▸ **About this task**
The entries that follow need to be returned without any alteration.

▸ **Data listing**
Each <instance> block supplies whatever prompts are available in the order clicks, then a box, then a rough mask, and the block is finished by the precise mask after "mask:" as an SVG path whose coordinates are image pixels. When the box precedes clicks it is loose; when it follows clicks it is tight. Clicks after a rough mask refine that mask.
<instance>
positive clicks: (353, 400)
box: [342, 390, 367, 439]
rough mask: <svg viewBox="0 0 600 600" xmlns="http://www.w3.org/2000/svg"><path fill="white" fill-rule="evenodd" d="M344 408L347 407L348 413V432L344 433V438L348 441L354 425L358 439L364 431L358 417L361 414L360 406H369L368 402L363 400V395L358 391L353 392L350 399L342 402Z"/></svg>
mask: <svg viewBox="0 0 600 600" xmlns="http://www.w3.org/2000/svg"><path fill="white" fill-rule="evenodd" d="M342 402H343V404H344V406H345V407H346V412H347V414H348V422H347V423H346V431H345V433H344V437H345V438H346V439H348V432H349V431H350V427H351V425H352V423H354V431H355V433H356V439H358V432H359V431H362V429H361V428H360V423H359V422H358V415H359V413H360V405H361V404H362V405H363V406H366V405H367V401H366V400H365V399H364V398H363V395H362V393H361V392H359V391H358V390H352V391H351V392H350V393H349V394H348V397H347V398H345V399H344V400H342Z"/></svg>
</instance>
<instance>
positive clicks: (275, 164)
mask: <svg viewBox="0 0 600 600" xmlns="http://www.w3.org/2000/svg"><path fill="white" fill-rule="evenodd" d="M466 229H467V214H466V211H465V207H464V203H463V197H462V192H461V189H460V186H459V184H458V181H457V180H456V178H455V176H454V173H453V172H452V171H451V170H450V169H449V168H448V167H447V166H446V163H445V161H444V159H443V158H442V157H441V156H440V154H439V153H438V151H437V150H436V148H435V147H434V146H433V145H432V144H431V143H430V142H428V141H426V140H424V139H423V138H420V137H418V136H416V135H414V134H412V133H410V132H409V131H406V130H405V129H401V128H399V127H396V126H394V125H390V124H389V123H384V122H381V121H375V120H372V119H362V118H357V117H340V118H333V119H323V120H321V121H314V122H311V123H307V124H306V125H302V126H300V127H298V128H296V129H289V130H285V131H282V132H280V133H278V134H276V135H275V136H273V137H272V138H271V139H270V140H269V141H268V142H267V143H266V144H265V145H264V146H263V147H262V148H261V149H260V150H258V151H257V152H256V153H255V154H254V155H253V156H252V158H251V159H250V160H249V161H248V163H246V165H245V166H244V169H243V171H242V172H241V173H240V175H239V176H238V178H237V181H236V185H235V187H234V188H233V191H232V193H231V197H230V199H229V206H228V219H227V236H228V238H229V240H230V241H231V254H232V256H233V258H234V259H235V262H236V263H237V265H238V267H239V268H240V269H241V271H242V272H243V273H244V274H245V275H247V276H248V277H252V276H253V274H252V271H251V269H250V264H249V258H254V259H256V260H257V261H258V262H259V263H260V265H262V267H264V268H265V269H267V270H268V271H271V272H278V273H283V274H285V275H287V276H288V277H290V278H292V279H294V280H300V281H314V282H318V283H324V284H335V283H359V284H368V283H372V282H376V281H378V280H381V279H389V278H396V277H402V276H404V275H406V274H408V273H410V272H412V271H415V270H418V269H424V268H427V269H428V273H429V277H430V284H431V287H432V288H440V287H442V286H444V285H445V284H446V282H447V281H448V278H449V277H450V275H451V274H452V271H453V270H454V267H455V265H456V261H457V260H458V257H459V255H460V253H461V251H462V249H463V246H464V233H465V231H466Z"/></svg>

▸ **Output for this exercise**
Each <instance> block supplies whatever prompts are available in the order clicks, then a box, then a rough mask, and the block is finished by the precise mask after "mask:" as an SVG path whose coordinates are image pixels. When the box precedes clicks it is loose; when it follows clicks it is tight. Clicks after a rough mask refine that mask.
<instance>
positive clicks: (353, 400)
box: [342, 390, 367, 439]
rough mask: <svg viewBox="0 0 600 600" xmlns="http://www.w3.org/2000/svg"><path fill="white" fill-rule="evenodd" d="M344 408L347 407L348 413V432L344 433V438L348 441L354 425L358 439L364 431L358 417L361 414L360 406H369L368 402L363 400V395L358 391L353 392L350 399L342 402Z"/></svg>
mask: <svg viewBox="0 0 600 600" xmlns="http://www.w3.org/2000/svg"><path fill="white" fill-rule="evenodd" d="M342 402H343V404H344V406H345V407H346V412H347V414H348V422H347V423H346V431H345V433H344V437H345V438H346V439H348V432H349V431H350V427H351V425H352V423H354V431H355V433H356V439H358V432H359V431H362V429H361V428H360V423H359V422H358V415H359V413H360V405H361V404H362V405H363V406H366V405H367V401H366V400H365V399H364V398H363V395H362V393H361V392H359V391H358V390H352V391H351V392H350V393H349V394H348V397H347V398H345V399H344V400H342Z"/></svg>
</instance>
<instance>
positive clicks: (275, 164)
mask: <svg viewBox="0 0 600 600" xmlns="http://www.w3.org/2000/svg"><path fill="white" fill-rule="evenodd" d="M466 229H467V214H466V211H465V207H464V203H463V197H462V192H461V189H460V186H459V184H458V181H457V180H456V178H455V176H454V173H453V172H452V171H451V170H450V169H449V168H448V167H447V166H446V163H445V161H444V159H443V158H442V157H441V156H440V154H439V153H438V151H437V150H436V148H435V147H434V146H433V145H432V144H431V143H430V142H428V141H426V140H424V139H423V138H420V137H418V136H416V135H414V134H412V133H410V132H409V131H406V130H405V129H401V128H399V127H396V126H394V125H390V124H389V123H384V122H381V121H375V120H372V119H362V118H357V117H340V118H333V119H323V120H321V121H314V122H311V123H307V124H306V125H302V126H300V127H298V128H296V129H289V130H285V131H282V132H280V133H278V134H276V135H275V136H273V137H272V138H271V139H270V140H269V141H268V142H267V143H266V144H265V145H264V146H263V147H262V148H261V149H260V150H258V151H257V152H256V153H255V154H254V155H253V156H252V158H251V159H250V160H249V161H248V163H246V165H245V166H244V169H243V171H242V172H241V173H240V175H239V176H238V178H237V181H236V185H235V187H234V188H233V191H232V193H231V197H230V199H229V206H228V219H227V236H228V238H229V240H230V241H231V254H232V256H233V258H234V259H235V262H236V263H237V265H238V267H239V268H240V269H241V271H242V272H243V273H244V274H245V275H247V276H248V277H252V276H253V274H252V271H251V269H250V264H249V258H254V259H256V260H257V261H258V262H259V263H260V265H262V267H264V268H265V269H267V270H268V271H271V272H278V273H283V274H285V275H287V276H288V277H290V278H292V279H294V280H300V281H314V282H318V283H324V284H335V283H359V284H368V283H372V282H376V281H378V280H381V279H389V278H396V277H402V276H404V275H406V274H408V273H410V272H412V271H415V270H418V269H424V268H427V269H428V273H429V277H430V284H431V287H432V288H440V287H442V286H444V285H445V284H446V282H447V281H448V278H449V277H450V275H451V274H452V271H453V270H454V267H455V265H456V261H457V260H458V257H459V255H460V253H461V251H462V249H463V246H464V233H465V231H466Z"/></svg>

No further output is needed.